Source passage>
════
As they would phrase it in the best Hollywood drawing rooms, anyone for a crazy, wonderful, mixed-up year?

How else would you describe 1957—the year the Jayne Mansfields boomed the bust, the Audrey Hepburns busted the boom and success really didn’t spoil anybody. But some of the over-sized egos did.

It was the year Mike Todd took up permanent residence on the front pages, became a household word, staged airport scenes with Liz, put Elsa Maxwell to shame and became a proud Pappa to boot.

’Fifty-seven will go down as the year actors turned to singing, singers turned to acting and Elvis just stood there and wiggled. It was the season everybody wore bulky Italian knit sweaters, drove sleek Italian cars and went mad for Scandinavian furniture.

Hollywood’s hep set clapped to calypso, argued over rock ’n’ roll, then tired of both. Country boys like Pat Boone and Tommy Sands wowed the city slickers. Pat made his first movie, his first half-million and first-rate grades at Columbia University. He was big news in ’57. He revived old songs, not only plugged the clean, family life but lived it, refused to smooch it up on the screen with his leading lady, and finally compromised with a near-kiss (a quarter-inch apart).
════
Data provided>
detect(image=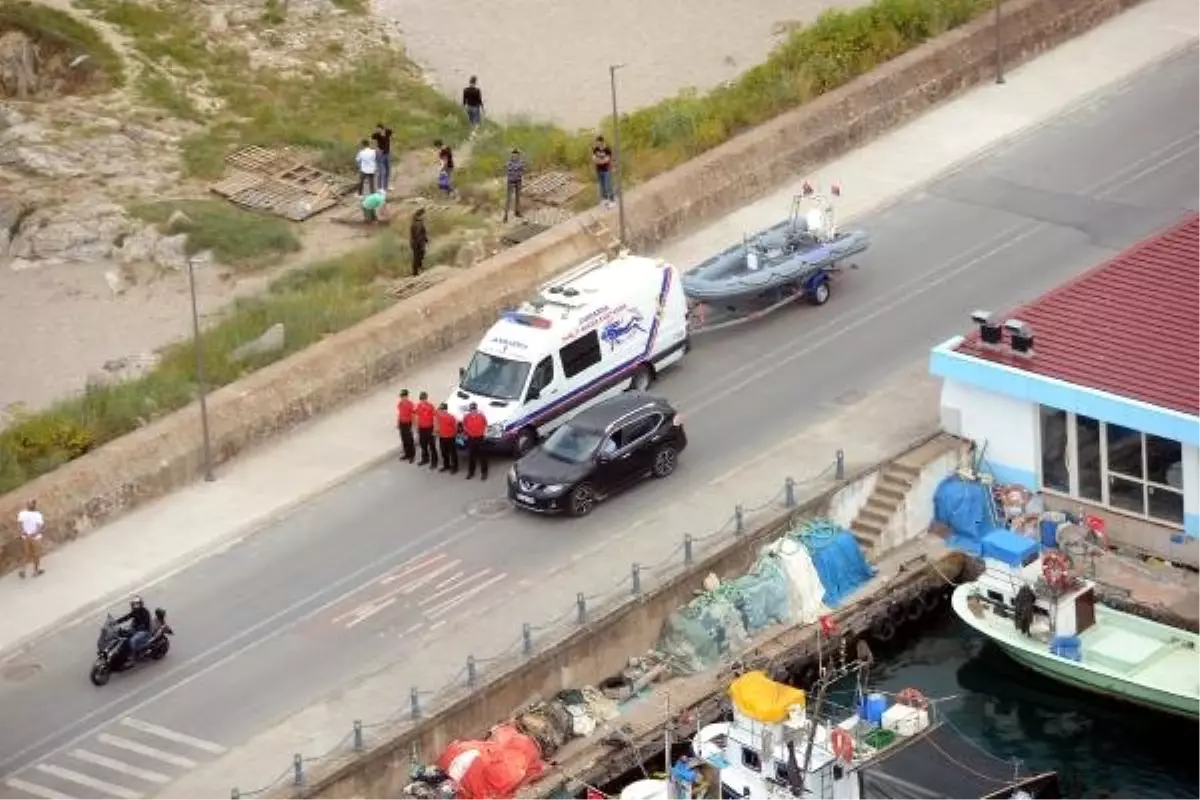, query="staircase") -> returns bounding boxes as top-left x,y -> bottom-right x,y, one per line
════
Requirement 1> Please reproduce the stretch of the 1957 Hollywood piece from "As they would" through "Pappa to boot.".
Requirement 2> Write the next part of the 1957 Hollywood piece, picking up after its last sentence.
The lines play no part in any of this.

Exercise response 1>
As they would phrase it in the best Hollywood drawing rooms, anyone for a crazy, wonderful, mixed-up year?

How else would you describe 1957—the year the Jayne Mansfields boomed the bust, the Audrey Hepburns busted the boom and success really didn’t spoil anybody. But some of the over-sized egos did.

It was the year Mike Todd took up permanent residence on the front pages, became a household word, staged airport scenes with Liz, put Elsa Maxwell to shame and became a proud Pappa to boot.

Exercise response 2>
It was the year that Brando went blond (for “The Young Lions”), Tony Curtis hennaed (for “The Vikings”) and Pixie Shirley MacLaine continued to comb her hair with an egg-beater.

It was the year that Natalie Wood dated everyone from Elvis Presley to Frank Sinatra and ended up announcing she was in love with Bob Wagner. Wood and Wagner quickly became the Debbie and Eddie of ’57—the cutest courtin’ couple in town.

Natalie had a big year in more ways than romance. She snagged the prize role of “Marjorie Morningstar,” was signed to co-star with Frank Sinatra in “Kings Go Forth,” won a salary increase amounting to $50 a minute, and showed every sign of becoming one of the top stars in the business. Not bad for a nineteen-year-old.

Nick Adams managed to show up at every party—at least every party where photographers were present. This record was equaled only by Jayne Mansfield, who not only showed up, but nearly showed everything.

’Fifty-seven was the year that Frank Sinatra didn’t visit Australia, didn’t care for the midnight visit of a process server, insisted he didn’t help break down that “wrong door,” and didn’t comment on his love life, Lauren Bacall, Ava Gardner or pert Peggy Connolly. Yes, The Thin Man made the papers almost as regularly as the weather report. Every time he hit the ceiling, he hit the headlines.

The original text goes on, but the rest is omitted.